─── Record set

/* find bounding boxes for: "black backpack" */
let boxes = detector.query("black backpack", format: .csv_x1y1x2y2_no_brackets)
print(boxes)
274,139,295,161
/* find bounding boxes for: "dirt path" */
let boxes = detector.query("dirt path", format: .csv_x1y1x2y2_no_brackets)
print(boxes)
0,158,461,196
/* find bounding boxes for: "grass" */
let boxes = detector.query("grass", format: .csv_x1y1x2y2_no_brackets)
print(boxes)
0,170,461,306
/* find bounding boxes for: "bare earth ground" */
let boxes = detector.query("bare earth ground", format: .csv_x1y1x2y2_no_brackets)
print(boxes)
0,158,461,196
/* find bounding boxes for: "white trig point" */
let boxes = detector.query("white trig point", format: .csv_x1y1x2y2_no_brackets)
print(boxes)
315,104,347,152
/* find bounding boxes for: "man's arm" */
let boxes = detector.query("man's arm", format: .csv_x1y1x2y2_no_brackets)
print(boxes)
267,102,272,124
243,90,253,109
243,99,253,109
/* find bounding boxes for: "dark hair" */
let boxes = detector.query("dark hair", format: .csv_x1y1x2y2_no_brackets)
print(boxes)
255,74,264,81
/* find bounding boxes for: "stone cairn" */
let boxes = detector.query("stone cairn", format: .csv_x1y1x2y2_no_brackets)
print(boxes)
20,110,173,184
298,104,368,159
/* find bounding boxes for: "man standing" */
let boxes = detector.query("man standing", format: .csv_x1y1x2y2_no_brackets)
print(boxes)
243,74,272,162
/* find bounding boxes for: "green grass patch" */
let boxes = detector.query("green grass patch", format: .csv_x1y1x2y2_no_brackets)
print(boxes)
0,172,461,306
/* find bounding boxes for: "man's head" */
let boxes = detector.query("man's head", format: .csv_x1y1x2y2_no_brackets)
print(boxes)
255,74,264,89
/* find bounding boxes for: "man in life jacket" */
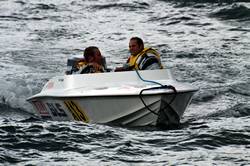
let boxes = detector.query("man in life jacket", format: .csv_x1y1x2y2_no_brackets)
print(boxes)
66,46,107,74
115,37,163,71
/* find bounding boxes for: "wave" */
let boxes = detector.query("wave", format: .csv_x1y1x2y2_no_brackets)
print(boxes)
210,4,250,21
160,0,249,4
92,2,149,11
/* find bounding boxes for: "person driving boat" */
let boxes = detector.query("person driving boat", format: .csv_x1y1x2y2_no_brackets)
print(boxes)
115,37,163,71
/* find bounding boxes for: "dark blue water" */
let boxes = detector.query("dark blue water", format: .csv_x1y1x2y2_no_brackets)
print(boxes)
0,0,250,165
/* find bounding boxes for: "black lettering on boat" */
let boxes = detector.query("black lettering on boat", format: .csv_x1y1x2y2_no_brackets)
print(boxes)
46,103,67,117
64,100,89,123
55,103,67,117
46,103,58,116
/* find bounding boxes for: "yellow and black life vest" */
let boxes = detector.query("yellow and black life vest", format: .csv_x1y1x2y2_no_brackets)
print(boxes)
127,48,163,70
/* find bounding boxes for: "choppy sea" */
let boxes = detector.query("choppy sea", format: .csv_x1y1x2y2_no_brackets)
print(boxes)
0,0,250,166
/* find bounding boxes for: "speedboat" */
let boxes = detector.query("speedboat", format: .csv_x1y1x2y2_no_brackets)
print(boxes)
27,69,198,127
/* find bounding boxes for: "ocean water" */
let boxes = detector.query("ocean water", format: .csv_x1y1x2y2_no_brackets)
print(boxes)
0,0,250,166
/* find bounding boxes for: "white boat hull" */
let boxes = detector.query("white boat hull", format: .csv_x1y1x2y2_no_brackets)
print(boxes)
28,69,196,127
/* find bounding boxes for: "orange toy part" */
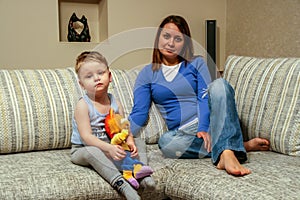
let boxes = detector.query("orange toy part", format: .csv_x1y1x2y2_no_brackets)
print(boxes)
105,109,122,139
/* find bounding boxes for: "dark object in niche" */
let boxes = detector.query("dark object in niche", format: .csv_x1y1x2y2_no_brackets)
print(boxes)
68,13,91,42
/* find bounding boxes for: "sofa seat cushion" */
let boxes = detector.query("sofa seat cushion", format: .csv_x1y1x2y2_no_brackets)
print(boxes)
0,149,168,200
166,151,300,200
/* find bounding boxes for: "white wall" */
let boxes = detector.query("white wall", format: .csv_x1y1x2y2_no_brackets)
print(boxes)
0,0,226,69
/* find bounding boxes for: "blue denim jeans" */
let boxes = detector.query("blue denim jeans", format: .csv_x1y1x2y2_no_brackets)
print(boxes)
158,79,247,165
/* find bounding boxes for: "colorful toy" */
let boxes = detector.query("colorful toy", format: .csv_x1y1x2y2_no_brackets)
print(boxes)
105,109,153,189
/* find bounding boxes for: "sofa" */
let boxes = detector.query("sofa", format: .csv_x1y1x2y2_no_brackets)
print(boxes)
0,55,300,200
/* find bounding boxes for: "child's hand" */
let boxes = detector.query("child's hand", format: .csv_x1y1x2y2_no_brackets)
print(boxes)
127,142,138,157
108,145,126,160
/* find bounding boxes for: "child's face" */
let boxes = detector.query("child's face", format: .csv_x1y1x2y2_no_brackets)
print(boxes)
78,61,112,95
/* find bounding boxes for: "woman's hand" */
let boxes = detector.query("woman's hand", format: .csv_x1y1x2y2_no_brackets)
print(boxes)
108,145,126,160
197,131,211,152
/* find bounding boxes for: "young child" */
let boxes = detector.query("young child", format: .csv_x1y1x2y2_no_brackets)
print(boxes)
71,51,155,199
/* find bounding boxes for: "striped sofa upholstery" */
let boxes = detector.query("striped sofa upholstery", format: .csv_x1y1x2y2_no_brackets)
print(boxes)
0,69,81,154
0,56,300,200
224,56,300,156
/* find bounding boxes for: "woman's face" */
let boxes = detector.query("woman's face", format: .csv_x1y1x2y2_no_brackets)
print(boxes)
158,23,184,65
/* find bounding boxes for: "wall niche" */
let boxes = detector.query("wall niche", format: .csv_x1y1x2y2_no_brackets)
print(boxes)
58,0,108,43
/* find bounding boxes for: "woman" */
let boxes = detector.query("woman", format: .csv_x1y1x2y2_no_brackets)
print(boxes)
129,15,269,176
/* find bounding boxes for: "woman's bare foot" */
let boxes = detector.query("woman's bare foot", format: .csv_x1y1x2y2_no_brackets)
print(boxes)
244,138,270,152
217,150,251,176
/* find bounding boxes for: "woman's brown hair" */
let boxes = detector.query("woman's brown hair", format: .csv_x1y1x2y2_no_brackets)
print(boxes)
152,15,194,71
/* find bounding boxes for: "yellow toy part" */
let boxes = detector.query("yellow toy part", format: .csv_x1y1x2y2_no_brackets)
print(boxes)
110,129,130,151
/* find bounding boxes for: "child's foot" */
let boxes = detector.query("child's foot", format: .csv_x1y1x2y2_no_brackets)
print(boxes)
127,177,140,190
112,178,141,200
217,150,251,176
140,176,155,190
244,138,270,152
133,165,153,179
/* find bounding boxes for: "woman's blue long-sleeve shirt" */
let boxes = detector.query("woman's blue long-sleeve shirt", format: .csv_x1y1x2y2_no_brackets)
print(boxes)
129,57,211,135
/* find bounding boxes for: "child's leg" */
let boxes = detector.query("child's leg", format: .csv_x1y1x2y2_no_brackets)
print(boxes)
71,146,140,199
122,151,153,179
134,137,155,190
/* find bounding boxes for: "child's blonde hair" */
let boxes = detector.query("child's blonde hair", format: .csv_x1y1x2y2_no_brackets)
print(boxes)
75,51,108,74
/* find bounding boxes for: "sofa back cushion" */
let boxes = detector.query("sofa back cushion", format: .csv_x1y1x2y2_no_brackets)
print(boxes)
0,68,81,154
224,56,300,156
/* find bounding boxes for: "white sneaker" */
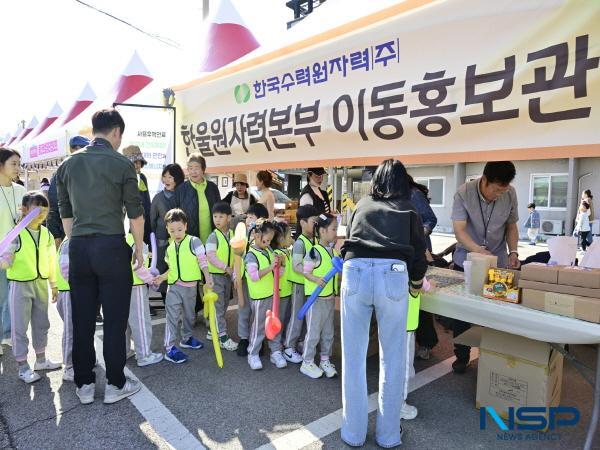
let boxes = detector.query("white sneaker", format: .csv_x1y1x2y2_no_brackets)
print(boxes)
104,378,142,405
300,361,323,380
75,383,96,405
248,355,262,370
400,402,419,420
283,348,303,364
417,347,431,361
271,352,287,369
137,353,163,367
220,338,237,352
319,359,337,378
33,359,62,370
63,367,75,381
19,367,42,384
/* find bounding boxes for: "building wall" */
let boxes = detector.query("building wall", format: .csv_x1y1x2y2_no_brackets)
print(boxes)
408,158,600,236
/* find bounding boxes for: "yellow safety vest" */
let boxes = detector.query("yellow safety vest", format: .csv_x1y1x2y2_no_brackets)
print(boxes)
167,234,202,284
125,233,149,286
6,226,56,282
56,241,71,292
406,292,421,331
290,234,315,284
304,244,338,297
275,248,293,298
208,228,233,274
246,247,274,300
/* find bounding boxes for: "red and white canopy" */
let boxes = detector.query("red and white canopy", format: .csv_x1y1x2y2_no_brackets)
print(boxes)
200,0,260,72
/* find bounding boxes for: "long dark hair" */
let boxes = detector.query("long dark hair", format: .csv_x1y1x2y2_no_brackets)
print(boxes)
370,159,410,200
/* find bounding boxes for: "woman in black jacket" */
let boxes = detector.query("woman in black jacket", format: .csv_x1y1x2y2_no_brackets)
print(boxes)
341,159,427,448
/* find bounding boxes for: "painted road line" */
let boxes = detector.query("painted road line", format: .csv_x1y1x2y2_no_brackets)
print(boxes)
257,349,479,450
95,334,205,450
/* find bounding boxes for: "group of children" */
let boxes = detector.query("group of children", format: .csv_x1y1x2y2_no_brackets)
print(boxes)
0,192,339,383
152,202,339,378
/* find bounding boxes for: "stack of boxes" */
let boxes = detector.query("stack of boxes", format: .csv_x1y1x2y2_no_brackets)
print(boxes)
519,264,600,323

──────

- Your goal -
Return each line of the items above that contains the word "stone", copied without changes.

- Finished answer -
/* find bounding boxes for: "stone cairn" */
let boxes = detector.query("stone cairn", format: .csv_x1y1x2y2_no_brackets)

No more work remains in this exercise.